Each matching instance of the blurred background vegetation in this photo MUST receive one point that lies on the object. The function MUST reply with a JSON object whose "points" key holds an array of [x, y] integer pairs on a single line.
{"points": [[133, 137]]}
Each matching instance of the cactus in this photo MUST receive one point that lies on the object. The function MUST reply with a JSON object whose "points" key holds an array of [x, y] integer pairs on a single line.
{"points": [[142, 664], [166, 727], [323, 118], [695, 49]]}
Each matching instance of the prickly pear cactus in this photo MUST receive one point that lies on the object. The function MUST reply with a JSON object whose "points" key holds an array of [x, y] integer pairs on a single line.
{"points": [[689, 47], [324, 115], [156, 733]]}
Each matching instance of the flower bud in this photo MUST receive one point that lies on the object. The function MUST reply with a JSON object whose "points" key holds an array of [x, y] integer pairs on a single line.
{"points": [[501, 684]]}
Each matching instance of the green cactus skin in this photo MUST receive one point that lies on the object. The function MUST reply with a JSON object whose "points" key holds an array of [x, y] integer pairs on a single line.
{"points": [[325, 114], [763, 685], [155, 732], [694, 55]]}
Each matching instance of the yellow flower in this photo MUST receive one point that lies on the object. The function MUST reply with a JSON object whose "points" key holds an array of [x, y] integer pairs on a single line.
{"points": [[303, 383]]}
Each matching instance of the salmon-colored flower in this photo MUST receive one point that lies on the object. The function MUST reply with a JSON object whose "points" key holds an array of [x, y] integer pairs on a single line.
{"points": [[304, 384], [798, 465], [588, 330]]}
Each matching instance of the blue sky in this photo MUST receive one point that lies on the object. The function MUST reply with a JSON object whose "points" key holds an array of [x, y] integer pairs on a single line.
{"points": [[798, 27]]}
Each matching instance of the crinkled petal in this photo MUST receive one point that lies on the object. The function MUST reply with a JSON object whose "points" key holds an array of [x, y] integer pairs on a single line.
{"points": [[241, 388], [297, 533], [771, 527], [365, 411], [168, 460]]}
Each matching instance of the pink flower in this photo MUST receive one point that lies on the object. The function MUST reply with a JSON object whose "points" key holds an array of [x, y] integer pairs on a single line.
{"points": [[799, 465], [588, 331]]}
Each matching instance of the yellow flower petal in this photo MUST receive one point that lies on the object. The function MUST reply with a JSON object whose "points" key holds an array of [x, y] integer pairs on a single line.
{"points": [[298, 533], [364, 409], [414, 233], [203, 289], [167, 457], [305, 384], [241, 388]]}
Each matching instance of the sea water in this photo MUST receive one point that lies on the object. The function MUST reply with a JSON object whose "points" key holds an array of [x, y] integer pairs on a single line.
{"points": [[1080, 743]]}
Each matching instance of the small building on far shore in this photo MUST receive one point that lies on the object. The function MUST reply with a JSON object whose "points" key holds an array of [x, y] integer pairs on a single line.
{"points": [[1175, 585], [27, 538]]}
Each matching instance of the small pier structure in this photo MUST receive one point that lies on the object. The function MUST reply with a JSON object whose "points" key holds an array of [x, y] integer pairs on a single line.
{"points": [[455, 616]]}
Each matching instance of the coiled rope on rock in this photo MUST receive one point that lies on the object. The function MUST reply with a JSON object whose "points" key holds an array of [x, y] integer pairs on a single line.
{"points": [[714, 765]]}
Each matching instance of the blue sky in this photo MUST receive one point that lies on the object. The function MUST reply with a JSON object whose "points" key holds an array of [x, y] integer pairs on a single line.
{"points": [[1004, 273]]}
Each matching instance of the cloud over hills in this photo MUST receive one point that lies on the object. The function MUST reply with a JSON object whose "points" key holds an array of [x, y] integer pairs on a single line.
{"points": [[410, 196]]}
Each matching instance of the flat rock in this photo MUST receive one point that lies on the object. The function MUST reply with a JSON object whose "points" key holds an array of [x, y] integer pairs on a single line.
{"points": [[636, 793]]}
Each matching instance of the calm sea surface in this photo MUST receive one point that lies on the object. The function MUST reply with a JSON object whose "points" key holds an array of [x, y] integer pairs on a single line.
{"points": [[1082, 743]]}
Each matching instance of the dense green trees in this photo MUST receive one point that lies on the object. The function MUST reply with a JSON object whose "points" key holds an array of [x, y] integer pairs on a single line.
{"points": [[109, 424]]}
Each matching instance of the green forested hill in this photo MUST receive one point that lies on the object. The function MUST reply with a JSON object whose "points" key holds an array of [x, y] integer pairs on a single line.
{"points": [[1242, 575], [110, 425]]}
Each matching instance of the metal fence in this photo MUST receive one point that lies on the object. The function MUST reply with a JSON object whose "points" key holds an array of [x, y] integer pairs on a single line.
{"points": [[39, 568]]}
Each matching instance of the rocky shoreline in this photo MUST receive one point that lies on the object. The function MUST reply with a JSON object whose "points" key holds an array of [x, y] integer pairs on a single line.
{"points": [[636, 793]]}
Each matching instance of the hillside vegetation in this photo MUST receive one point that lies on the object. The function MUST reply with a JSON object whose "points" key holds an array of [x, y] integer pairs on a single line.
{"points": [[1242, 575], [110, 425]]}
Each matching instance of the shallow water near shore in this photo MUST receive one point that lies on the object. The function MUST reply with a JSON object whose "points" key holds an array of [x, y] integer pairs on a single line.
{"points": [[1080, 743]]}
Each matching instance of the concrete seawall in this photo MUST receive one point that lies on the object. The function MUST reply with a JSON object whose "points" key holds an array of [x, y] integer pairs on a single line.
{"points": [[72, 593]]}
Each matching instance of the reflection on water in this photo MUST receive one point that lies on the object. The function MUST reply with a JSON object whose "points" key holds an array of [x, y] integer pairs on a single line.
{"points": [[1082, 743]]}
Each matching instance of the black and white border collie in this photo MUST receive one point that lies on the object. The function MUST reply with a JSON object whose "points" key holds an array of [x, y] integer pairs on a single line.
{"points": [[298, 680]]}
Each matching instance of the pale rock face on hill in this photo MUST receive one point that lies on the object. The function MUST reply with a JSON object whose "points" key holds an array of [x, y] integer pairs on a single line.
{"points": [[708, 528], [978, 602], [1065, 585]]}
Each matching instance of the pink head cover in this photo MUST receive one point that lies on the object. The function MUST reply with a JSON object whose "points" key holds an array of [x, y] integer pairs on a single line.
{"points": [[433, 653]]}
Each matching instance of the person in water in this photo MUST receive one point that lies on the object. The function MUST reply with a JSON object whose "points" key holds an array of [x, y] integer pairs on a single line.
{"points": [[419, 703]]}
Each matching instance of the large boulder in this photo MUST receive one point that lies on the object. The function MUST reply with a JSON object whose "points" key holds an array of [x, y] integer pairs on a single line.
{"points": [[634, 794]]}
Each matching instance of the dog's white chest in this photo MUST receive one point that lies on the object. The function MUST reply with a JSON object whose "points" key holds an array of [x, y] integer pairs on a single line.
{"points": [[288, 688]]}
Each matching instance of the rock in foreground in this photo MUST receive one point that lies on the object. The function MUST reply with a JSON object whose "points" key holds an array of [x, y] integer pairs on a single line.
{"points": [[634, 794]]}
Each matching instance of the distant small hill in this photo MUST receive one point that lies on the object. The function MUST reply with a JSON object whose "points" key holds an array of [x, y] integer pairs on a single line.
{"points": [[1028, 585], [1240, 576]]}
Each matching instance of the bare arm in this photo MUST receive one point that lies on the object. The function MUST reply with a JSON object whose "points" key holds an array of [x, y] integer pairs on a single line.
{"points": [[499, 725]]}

++++++++++++++++++++

**Aim**
Can you give every line above again, exactly as written?

**Complete answer**
Each matching instance of the blurred background vegetation in this photo MUST receive one point that lies on the object. The function MUST reply with a JSON object whose "points" key holds an array of [x, y] integer pairs on a single line.
{"points": [[133, 137]]}
Each matching instance of the cactus in this photo MUST receive one point that lies on the object. The function MUST reply with a JSON object whose "points" key holds an array of [x, y] integer pairs on a single line.
{"points": [[142, 664], [166, 727], [323, 118], [695, 49]]}
Each matching instance of the prickly pear cactus in this photo MUST receive one point that lies on the object. The function MUST reply with a JSON object whose "points" key holds an array of [x, y] integer pairs on a single line.
{"points": [[689, 47], [324, 115], [156, 733]]}
Each matching instance of the flower bud in this photo MUST receive one point that lies on the object. The function MUST reply with a JSON object whose "points" key holds an array of [x, y] integer pairs on a single line.
{"points": [[501, 684]]}
Each matching instance of the green cactus skin in this photo MUST receive one point that lies on the object. The function MUST reply with a JSON object whose "points" key holds an array of [x, y] integer pairs on a single line.
{"points": [[325, 114], [763, 685], [155, 732], [694, 55]]}
Each matching instance of the yellow flower in this photo MUST receive one point that lies on the object. The function MUST reply with a JSON object whose "points" key holds an array of [x, y] integer pairs on a single line.
{"points": [[303, 383]]}
Each matching instance of the salmon-colored flower in this photo MUST receive one point that lies on the object. The function MUST reply with a JSON object whose "points" key holds an array of [x, y] integer pairs on a single line.
{"points": [[304, 384], [798, 465], [588, 330]]}
Each matching instance of the blue sky in this photo MUST receive one point that lies on the object. The function MUST reply with a JSON object whose "points" key holds an array of [x, y] integer pairs on a single line.
{"points": [[798, 27]]}
Each matching instance of the crinkled petal in this photo MUST receive one point that lies on the object. The function MUST reply with a JSON object whose "points" key holds an array of [x, y] integer pairs on a single line.
{"points": [[241, 388], [297, 533], [771, 527], [365, 411], [168, 460]]}
Each matching instance of the pink flower in this photo MUST receive one point that lies on the object. The function MUST reply with a JSON object whose "points" key holds an array of [x, y] integer pairs on a single line.
{"points": [[799, 465], [588, 331]]}
Each matching instance of the yellow flower petal in this photo MUST receive one point that lies on the object. The function MUST reply with a JSON object whose "points" key holds an array of [x, y] integer pairs on a single line.
{"points": [[298, 533], [364, 409], [414, 233], [203, 289], [167, 457], [305, 384], [241, 388]]}
Each matching instance of the sea water in this photo MUST receive one point that lies on the object. The function MUST reply with a JSON object whose "points" key holds an array of [x, y] integer pairs on a single line.
{"points": [[1080, 743]]}
Each matching instance of the small building on far shore in this photo MUST receive one point that lies on the object. The function MUST reply with a JSON object whose "points" key holds an array of [x, y] integer pairs on a single line.
{"points": [[1175, 585], [27, 538]]}
Each matching instance of the small pier structure in this photo MUST receive one point that lies on the object. The function MUST reply with a JSON object whose "points" key holds an array of [x, y] integer pairs on a single line.
{"points": [[455, 616]]}
Each matching instance of the coiled rope on rock in this photo MUST receive one point that lies on the object. The function MUST reply with a JSON object whose "points" key holds an array of [x, y] integer pairs on a single line.
{"points": [[714, 765]]}
Each matching instance of the blue sky in this photo MUST receive one point that lies on the object. The function MUST reply with a JSON object whose "points" key holds an array of [x, y] integer pairs on a single line.
{"points": [[1004, 273]]}
Each matching instance of the cloud over hills in this photo MUST receive one point that lies on the object. The function MUST reply with a JSON object whose "points" key holds an array of [x, y] integer pairs on a single line.
{"points": [[410, 196]]}
Each matching instance of the flat rock in this photo MUST receive one point that lies on the object. The function MUST reply with a JSON object whose "points" key holds an array of [x, y] integer pairs on a single line.
{"points": [[636, 793]]}
Each matching instance of the calm sea surface in this photo MUST receive one point that lies on the object. The function MUST reply with a JSON object whose "points" key holds an array of [x, y] integer pairs on a single line.
{"points": [[1082, 743]]}
Each matching instance of the dense green trees in this photo MUST receive one point that lies on the object. The function MUST reply with a JSON object whose "points" key holds an array of [x, y] integer pairs on a single line.
{"points": [[109, 424]]}
Each matching instance of the green forested hill in this photo MUST receive one point that lies on the object. The function MUST reply with a JSON object whose "points" key holds an array of [x, y] integer pairs on a single line.
{"points": [[1242, 575], [110, 425]]}
Each matching instance of the metal fence in this photo MUST receive one point that lies on the object. The function MUST reply with a JSON object whose "points" key holds an array of [x, y] integer pairs on a single line.
{"points": [[39, 568]]}
Each matching instance of the rocky shoreline in this photo MUST receive one point that lies on the object. The function MUST reply with a JSON object whose "points" key holds an array of [x, y] integer pairs on a single line.
{"points": [[636, 793]]}
Each matching instance of the hillside vegetation in this photo MUST receive one point that lies on the object. The function MUST reply with a JSON object whose "points" key holds an array of [x, y] integer pairs on a single line.
{"points": [[1242, 575], [110, 425]]}
Each matching instance of the shallow water near shore in this photo MUST receive one point that lies on the object. The function MUST reply with a JSON object whose "points" key holds an array of [x, y] integer pairs on a single line.
{"points": [[1080, 743]]}
Each matching instance of the concrete seawall in this photo MUST receive one point that lies on the object. The function MUST reply with a JSON object whose "points" key holds an array of [x, y] integer pairs on a single line.
{"points": [[72, 593]]}
Each matching instance of the reflection on water in this photo MUST receive one point that lies on the object. The function MUST reply with a JSON object whose "points" key holds an array of [x, y] integer pairs on a single line.
{"points": [[1082, 743]]}
Each matching instance of the black and white border collie in this photo MUST receive one point that lies on the object. The function MUST reply with a JSON object whose "points" key holds an array of [x, y] integer pairs on a single line.
{"points": [[298, 680]]}
Each matching instance of the pale rock face on hill in this photo MUST receive one point that lies on the object. The function MUST reply with a JSON object whose "points" key holds an array of [x, y] integer pairs on a single line.
{"points": [[708, 528], [978, 602], [1065, 585]]}
Each matching instance of the pink head cover in this photo MUST receive one point that lies on the object. The function MUST reply with a JSON object whose "points" key holds an array of [x, y] integer pairs on a single line.
{"points": [[433, 653]]}
Each matching instance of the person in water in this photo MUST receive one point that lies on the object. The function MUST reply with a JSON object whose "points" key holds an array of [x, y] integer pairs on a single line.
{"points": [[419, 703]]}
Each matching instance of the large boulder in this photo MUST receive one point that lies on the object. The function MUST reply with a JSON object whose "points" key holds an array of [x, y] integer pairs on a single line.
{"points": [[634, 794]]}
Each matching instance of the dog's white chest in this photo MUST receive one point that lies on the object. The function MUST reply with a JSON object whose "points" key holds an array of [x, y] integer pairs on a single line.
{"points": [[288, 688]]}
Each matching instance of the rock in foreground in this photo MUST receive one point that lies on the object. The function MUST reply with a JSON object whose "points" key holds an array of [x, y] integer pairs on a single line.
{"points": [[634, 794]]}
Each matching instance of the distant small hill in this photo MUST receive one point that lies on the object. The function MUST reply with a JSON object whose "points" key holds an array of [x, y] integer pairs on a single line.
{"points": [[1028, 585], [1240, 576]]}
Each matching instance of the bare arm in this photo MUST receive one point that lies on the object. The function MUST reply with a JSON object whose "points" key holds an array of [x, y] integer pairs on a single line.
{"points": [[499, 725]]}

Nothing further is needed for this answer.